TASK DESCRIPTION: The listing below must be repeated word for word, with its images excluded.

INPUT:
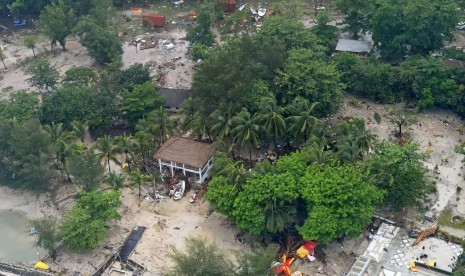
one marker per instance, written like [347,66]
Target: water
[16,243]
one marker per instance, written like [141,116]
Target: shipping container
[155,19]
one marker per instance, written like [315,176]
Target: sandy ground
[171,67]
[436,131]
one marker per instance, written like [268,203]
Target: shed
[173,97]
[191,158]
[354,46]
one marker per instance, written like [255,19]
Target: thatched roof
[187,152]
[354,46]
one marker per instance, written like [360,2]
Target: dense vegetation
[275,86]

ANSWER FOR THE TASK:
one marker per instance, written like [347,66]
Target: water
[16,243]
one marker per instance, written like [141,116]
Target: shipping container
[155,19]
one marker per instance, written like [315,176]
Target: sandy ground
[171,67]
[436,131]
one marker per instance, written like [268,203]
Target: shed
[173,97]
[191,158]
[354,46]
one marker per instance, written like [255,19]
Target: thatched roof
[187,152]
[354,46]
one marker per instance, written like [360,2]
Target: dense vegetation
[275,86]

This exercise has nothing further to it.